── DATA ROWS ──

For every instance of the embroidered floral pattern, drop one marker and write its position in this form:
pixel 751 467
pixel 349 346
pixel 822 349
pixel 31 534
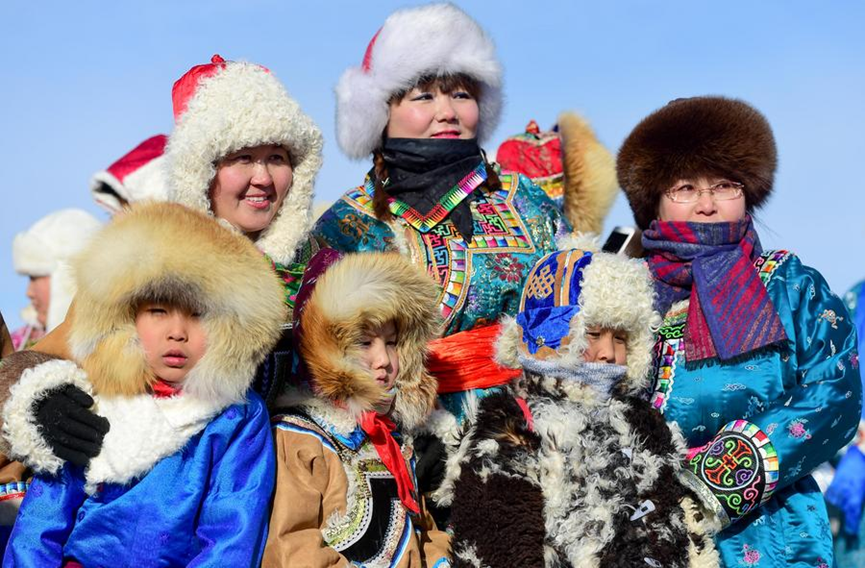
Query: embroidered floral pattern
pixel 507 267
pixel 831 317
pixel 739 467
pixel 751 556
pixel 796 429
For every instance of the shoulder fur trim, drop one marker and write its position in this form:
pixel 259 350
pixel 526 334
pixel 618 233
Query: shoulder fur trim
pixel 20 429
pixel 590 175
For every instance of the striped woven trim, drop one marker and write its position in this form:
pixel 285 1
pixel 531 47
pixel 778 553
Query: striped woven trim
pixel 446 204
pixel 13 490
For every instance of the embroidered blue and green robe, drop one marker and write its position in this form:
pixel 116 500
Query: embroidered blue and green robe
pixel 480 279
pixel 760 424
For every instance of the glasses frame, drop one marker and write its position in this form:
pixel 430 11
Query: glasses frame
pixel 738 191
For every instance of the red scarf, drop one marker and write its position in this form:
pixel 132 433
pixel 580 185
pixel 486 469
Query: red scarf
pixel 380 429
pixel 465 361
pixel 164 389
pixel 730 313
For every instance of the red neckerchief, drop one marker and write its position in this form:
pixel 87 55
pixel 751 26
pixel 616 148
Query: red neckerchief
pixel 164 389
pixel 379 429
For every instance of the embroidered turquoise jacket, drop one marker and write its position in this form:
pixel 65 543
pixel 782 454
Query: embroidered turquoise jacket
pixel 759 425
pixel 479 280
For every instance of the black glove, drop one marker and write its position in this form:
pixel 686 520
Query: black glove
pixel 430 464
pixel 73 431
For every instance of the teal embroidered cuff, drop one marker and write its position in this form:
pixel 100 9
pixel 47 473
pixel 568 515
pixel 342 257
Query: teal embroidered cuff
pixel 734 473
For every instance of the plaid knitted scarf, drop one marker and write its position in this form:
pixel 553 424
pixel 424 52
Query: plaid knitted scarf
pixel 730 312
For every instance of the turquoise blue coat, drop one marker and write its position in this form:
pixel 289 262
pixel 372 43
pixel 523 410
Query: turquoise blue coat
pixel 208 504
pixel 479 280
pixel 768 419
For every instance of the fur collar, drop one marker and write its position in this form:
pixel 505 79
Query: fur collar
pixel 144 430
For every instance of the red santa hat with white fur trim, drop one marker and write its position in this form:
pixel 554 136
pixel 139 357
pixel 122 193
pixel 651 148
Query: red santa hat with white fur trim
pixel 138 175
pixel 437 39
pixel 224 106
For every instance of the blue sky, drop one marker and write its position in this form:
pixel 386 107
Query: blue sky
pixel 85 81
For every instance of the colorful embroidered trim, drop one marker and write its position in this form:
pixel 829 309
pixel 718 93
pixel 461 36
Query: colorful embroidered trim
pixel 739 467
pixel 446 204
pixel 13 490
pixel 669 346
pixel 768 262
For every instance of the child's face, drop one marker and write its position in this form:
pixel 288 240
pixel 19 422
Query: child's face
pixel 173 339
pixel 606 346
pixel 379 354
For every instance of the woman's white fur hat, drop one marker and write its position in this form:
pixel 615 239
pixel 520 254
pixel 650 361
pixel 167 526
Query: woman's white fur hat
pixel 225 106
pixel 46 248
pixel 436 39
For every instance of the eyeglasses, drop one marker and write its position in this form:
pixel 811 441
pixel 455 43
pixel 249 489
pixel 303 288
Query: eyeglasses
pixel 721 191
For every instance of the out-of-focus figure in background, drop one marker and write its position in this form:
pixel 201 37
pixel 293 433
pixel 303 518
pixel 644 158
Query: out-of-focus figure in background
pixel 41 253
pixel 569 163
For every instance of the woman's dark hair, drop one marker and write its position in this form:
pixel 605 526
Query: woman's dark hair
pixel 447 84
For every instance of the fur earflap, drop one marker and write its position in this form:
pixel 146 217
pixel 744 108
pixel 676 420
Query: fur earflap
pixel 436 39
pixel 590 175
pixel 240 106
pixel 695 137
pixel 167 252
pixel 357 291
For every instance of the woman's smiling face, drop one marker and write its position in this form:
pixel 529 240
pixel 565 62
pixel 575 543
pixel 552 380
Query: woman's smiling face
pixel 435 109
pixel 250 186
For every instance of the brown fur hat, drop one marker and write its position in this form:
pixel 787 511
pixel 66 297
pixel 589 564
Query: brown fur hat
pixel 357 291
pixel 167 252
pixel 694 137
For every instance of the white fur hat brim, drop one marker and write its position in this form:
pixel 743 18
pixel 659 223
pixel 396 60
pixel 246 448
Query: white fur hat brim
pixel 243 105
pixel 437 39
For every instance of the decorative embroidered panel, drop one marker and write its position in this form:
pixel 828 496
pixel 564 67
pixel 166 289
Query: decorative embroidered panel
pixel 668 347
pixel 739 467
pixel 375 529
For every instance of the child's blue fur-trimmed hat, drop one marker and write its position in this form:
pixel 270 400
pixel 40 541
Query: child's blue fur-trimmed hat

───

### [EXERCISE DIRECTIONS]
Rewrite every line in the rows above as a JSON list of strings, one string per line, leaving out blank lines and any pictures.

### [THE COMPLETED TASK]
[
  "For every instance of the embroidered floral pattern, drop one marker and write its position in this form:",
  "pixel 751 467",
  "pixel 349 346",
  "pixel 822 349",
  "pixel 31 534",
  "Query: embroidered floral pattern",
  "pixel 507 267",
  "pixel 831 317",
  "pixel 739 467",
  "pixel 751 556",
  "pixel 796 429",
  "For every instance of the shoulder fur trim, drop one marker and write its position in this form:",
  "pixel 259 350",
  "pixel 526 334",
  "pixel 618 233",
  "Query: shoulder fur trim",
  "pixel 20 429",
  "pixel 590 175",
  "For every instance of the striped woven trim, drop one marker and write its position in this form:",
  "pixel 285 1",
  "pixel 531 47",
  "pixel 778 553",
  "Query: striped woven trim",
  "pixel 446 204",
  "pixel 13 490",
  "For every instance of the embroidered blue and green robe, drop one marker and write its position in this form:",
  "pixel 116 500",
  "Query: embroidered blue and green robe",
  "pixel 480 279",
  "pixel 760 424",
  "For every instance of the glasses frame, drop one marker and write its position in this form:",
  "pixel 430 11",
  "Query: glasses frame",
  "pixel 738 191",
  "For every instance of the red scarf, drop one marker and write its position in this form:",
  "pixel 132 433",
  "pixel 580 185",
  "pixel 486 469",
  "Query: red scarf",
  "pixel 380 429",
  "pixel 465 361",
  "pixel 164 389",
  "pixel 730 313",
  "For every instance of the red neckerchief, drop one marker and write its position in this form:",
  "pixel 87 55",
  "pixel 751 26",
  "pixel 616 148",
  "Query: red neckerchief",
  "pixel 164 389",
  "pixel 379 429",
  "For every instance of the embroidered turquoise jacket, drop one marker and write its position in this form:",
  "pixel 65 543",
  "pixel 782 454",
  "Query: embroidered turquoise jacket",
  "pixel 759 425",
  "pixel 479 280",
  "For every instance of the black glove, drop one marker and write its position in this form:",
  "pixel 686 520",
  "Query: black glove",
  "pixel 430 464",
  "pixel 73 431",
  "For every instance of the teal embroidered cuff, drop one marker and write its position in this form:",
  "pixel 100 9",
  "pixel 47 473",
  "pixel 568 515",
  "pixel 342 257",
  "Query: teal embroidered cuff",
  "pixel 734 473",
  "For every instance of the plaid knitted scarf, drop one marker and write its position in this form:",
  "pixel 553 424",
  "pixel 424 52",
  "Query: plaid knitted scarf",
  "pixel 730 312",
  "For every instance of the turquoise blue coat, drop one marker and write its position in this form:",
  "pixel 289 262",
  "pixel 372 43",
  "pixel 523 410",
  "Query: turquoise blue coat",
  "pixel 208 504",
  "pixel 479 280",
  "pixel 768 419",
  "For every instance of the fur collar, drop one marker and write its position in this form:",
  "pixel 505 79",
  "Query: fur collar",
  "pixel 144 430",
  "For every instance of the red santa hat with white fur trim, drop one marker and write its position in this form:",
  "pixel 554 136",
  "pixel 139 357",
  "pixel 122 193",
  "pixel 651 148",
  "Query: red santa hat with white fur trim",
  "pixel 138 175",
  "pixel 437 39",
  "pixel 224 106",
  "For every instance of the blue sky, drop one marker and write its position in this form:",
  "pixel 386 107",
  "Query: blue sky",
  "pixel 85 81",
  "For every instance of the colorful embroidered trim, drop one marker and write its position in this form:",
  "pixel 829 309",
  "pixel 718 93",
  "pixel 461 36",
  "Query: colorful embroidered trim",
  "pixel 739 467",
  "pixel 446 204",
  "pixel 13 490",
  "pixel 669 346",
  "pixel 768 262",
  "For every instance of the child's face, drop one marker and write its position in this form:",
  "pixel 288 240",
  "pixel 19 422",
  "Query: child's face",
  "pixel 173 339",
  "pixel 606 346",
  "pixel 379 354",
  "For every instance of the woman's white fur hat, drop one marker and write its position in this form:",
  "pixel 615 239",
  "pixel 520 254",
  "pixel 650 361",
  "pixel 167 526",
  "Query: woman's white fur hat",
  "pixel 225 106",
  "pixel 46 248",
  "pixel 436 39",
  "For every instance of the eyeglasses, drop one marker and write its position in this form:",
  "pixel 811 441",
  "pixel 455 43",
  "pixel 249 489",
  "pixel 303 288",
  "Query: eyeglasses",
  "pixel 721 191",
  "For every instance of the out-of-focus figure in background, drop one marker and write its position in this form:",
  "pixel 201 37",
  "pixel 293 433",
  "pixel 303 518",
  "pixel 644 158",
  "Query: out-of-focus figure in background",
  "pixel 41 253",
  "pixel 569 163",
  "For every instance of the woman's dark hair, drop one marker and write its position in this form:",
  "pixel 605 526",
  "Query: woman's dark hair",
  "pixel 447 84",
  "For every instance of the fur earflap, drop one marker and write its position in this form:",
  "pixel 146 217",
  "pixel 744 108",
  "pixel 676 420",
  "Query: fur earflap",
  "pixel 436 39",
  "pixel 590 175",
  "pixel 240 106",
  "pixel 695 137",
  "pixel 167 252",
  "pixel 357 291",
  "For every instance of the woman's smiling face, drop one marker and write its position in this form:",
  "pixel 529 240",
  "pixel 565 62",
  "pixel 575 543",
  "pixel 552 380",
  "Query: woman's smiling face",
  "pixel 435 109",
  "pixel 250 186",
  "For every instance of the brown fur hat, drop one marker and write its position in this form:",
  "pixel 787 511",
  "pixel 66 297",
  "pixel 589 564",
  "Query: brown fur hat",
  "pixel 357 291",
  "pixel 167 252",
  "pixel 694 137",
  "For every instance of the white fur hat brim, drop one marker and write its position in this form:",
  "pixel 743 18",
  "pixel 659 223",
  "pixel 396 60",
  "pixel 246 448",
  "Query: white fur hat brim",
  "pixel 243 105",
  "pixel 437 39",
  "For every instance of the decorative embroidered panel, drop one marker and write its position in this form:",
  "pixel 828 496",
  "pixel 564 67",
  "pixel 166 289",
  "Query: decorative embroidered panel",
  "pixel 668 347",
  "pixel 739 467",
  "pixel 375 529",
  "For every instance of the child's blue fur-trimmed hat, drop one marker and write its position in this form:",
  "pixel 270 400",
  "pixel 40 541",
  "Query: child's blue fur-trimmed hat"
]